* _What is expected_:
Rewrite the listing below, changing every "wooden" to "timber" and keeping everything else the same. Leave the pictures out of your answer.

[Listing from a point labeling set]

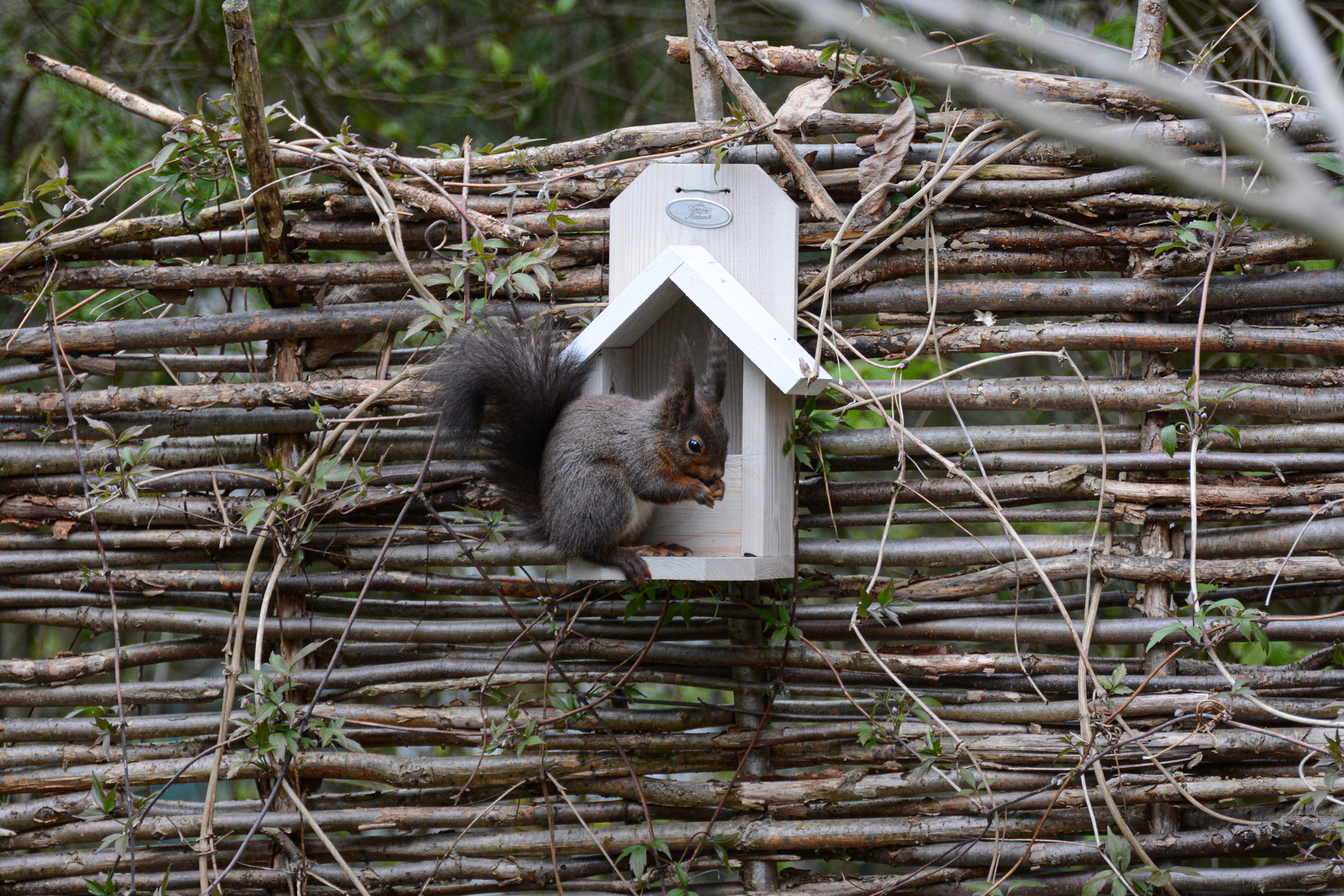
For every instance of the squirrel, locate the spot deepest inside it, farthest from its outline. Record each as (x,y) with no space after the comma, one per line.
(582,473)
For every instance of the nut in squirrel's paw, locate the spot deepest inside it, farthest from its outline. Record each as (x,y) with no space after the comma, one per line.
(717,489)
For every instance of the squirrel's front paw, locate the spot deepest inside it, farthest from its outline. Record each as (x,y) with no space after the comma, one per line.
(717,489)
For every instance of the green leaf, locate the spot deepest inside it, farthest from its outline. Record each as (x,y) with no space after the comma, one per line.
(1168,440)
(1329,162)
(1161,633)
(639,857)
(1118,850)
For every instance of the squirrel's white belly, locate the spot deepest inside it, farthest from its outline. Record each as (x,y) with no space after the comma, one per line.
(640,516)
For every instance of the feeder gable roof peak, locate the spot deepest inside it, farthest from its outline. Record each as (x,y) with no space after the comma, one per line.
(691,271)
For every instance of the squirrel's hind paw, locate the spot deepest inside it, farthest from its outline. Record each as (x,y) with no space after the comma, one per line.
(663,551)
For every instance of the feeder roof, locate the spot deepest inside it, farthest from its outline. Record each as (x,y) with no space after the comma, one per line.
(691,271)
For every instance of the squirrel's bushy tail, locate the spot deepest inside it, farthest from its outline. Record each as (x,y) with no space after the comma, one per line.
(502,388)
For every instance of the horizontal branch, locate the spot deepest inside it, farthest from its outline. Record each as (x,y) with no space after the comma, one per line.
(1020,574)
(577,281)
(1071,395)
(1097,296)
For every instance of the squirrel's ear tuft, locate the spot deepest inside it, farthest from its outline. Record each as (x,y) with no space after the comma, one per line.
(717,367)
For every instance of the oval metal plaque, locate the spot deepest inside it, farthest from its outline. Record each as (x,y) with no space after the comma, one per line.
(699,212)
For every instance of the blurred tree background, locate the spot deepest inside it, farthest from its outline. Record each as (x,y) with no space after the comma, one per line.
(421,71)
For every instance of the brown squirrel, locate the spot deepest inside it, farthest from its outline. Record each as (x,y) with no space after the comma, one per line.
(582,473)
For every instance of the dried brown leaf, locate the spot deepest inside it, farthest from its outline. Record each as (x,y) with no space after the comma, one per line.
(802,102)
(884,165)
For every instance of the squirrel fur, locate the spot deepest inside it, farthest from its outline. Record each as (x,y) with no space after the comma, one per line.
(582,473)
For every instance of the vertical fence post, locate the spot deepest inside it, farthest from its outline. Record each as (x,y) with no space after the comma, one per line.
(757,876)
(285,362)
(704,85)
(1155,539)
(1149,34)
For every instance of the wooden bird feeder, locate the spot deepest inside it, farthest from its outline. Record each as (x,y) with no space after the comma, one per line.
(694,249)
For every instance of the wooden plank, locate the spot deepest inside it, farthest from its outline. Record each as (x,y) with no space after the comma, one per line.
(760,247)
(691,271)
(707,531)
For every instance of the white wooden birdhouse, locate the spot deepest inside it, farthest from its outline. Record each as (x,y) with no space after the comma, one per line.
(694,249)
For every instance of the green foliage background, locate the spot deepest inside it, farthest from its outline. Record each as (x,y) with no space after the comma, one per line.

* _Worked answer_:
For every instance of the squirrel, locate the spot deepest inside it, farthest from its outline. Record each as (x,y) with no space after the comma, one per line.
(582,473)
For every instance of the nut in squirrel's paw, locate the spot deepest inside it, farthest from its outline. Record each as (x,y) with no space after the comma, one per line.
(717,489)
For every instance of the squirrel's front paw, locate the spot deepest inside it, farthest from its outline. Record each as (x,y) with no space after the comma, one per line.
(717,489)
For every instance of the green leaf, locate the spot deepest inside it, farthest from its outline. Record each as (x,y) with no space after the comma, one per line.
(1168,440)
(1329,162)
(1161,633)
(639,857)
(1118,850)
For every instance of the squirrel's white belly, locate the spot deepest inside it, farthest from its outline. Record each as (x,y) with no space after the comma, one per line.
(640,516)
For every instance of the feeder gable roof peak, locate the spot deepest inside it, farthest from its outline. Record each as (x,y) with no space after the comma, one per line.
(691,271)
For every instance of the squirrel's hind paw, locate the spot deepest inside it, farthest from its outline. Record each as (x,y) with no space after the comma, one per line.
(663,551)
For every instance of the feeder roof, locate the spot deepest inside it, farthest from its outline. Record each as (x,y) with no space after the comma, one per line.
(691,271)
For every instance of the squirrel's bushy tail, locate the spot deepest inside it, farthest from its outline. Record each as (x,y) with no space after the comma, one per line.
(502,388)
For every instance of the horizontal branch, locate the spot deepest inside it, farthest from its outline. Record each as (x,y) with no space after the comma, one per line.
(1020,574)
(577,281)
(1071,395)
(1097,296)
For every instance of the squirrel's ear tuft, locate the spot deepest inside it, farthest from its outline. Record each as (x,y) with no space after the comma, one per line.
(717,367)
For every instance of the oval metal plaque, locate the spot deepest inside it, farthest from its outline. Record each as (x,y) with no space after the comma, one per line.
(699,212)
For every instance of the blurred tree background, locate the spot deepest inside it, farthest from its outline. Record each as (x,y) with no space after the comma, one per line.
(421,71)
For every instance of the brown squirrel, locate the spot deepest inside it, farthest from its outline. Record each as (x,y) with no space after the comma, one per line.
(582,473)
For every instance of the dried brown leaf, locate the spot deepest inside it, farthest from its outline. Record each as (x,y) with no space after the comma, one per line.
(802,102)
(884,165)
For every instance of the squirrel fur, locate the spot deepest inside it, farthest from its outline. Record each as (x,y) with no space after the comma, one per line.
(582,473)
For every instance of the vertical fence post, locate the spot deepest inside it, farthest from its outline. Record each as (x,y) with no space after the comma, one per line.
(757,876)
(285,362)
(704,85)
(1155,539)
(1149,34)
For every instance of the timber bird feeder, locate the spot deepest inside it, farthest from its outline. Record each as (x,y) with no space after the comma, one per line.
(694,249)
For every instance of the timber plank, locate the spot deepest inside it, farthest from its outline. Record each as (x,y) with no space after the comma, one per line.
(760,247)
(691,271)
(707,531)
For every instance of the white timber birdhouse, locate the spot deepest inside it, farthest from its outline. Record each as (x,y) with no space after the comma, one per line.
(694,249)
For every instance of the green foliage background, locate the spot deepest inside it, farthest from its outline. Record each as (x,y) with no space after the comma, one per line.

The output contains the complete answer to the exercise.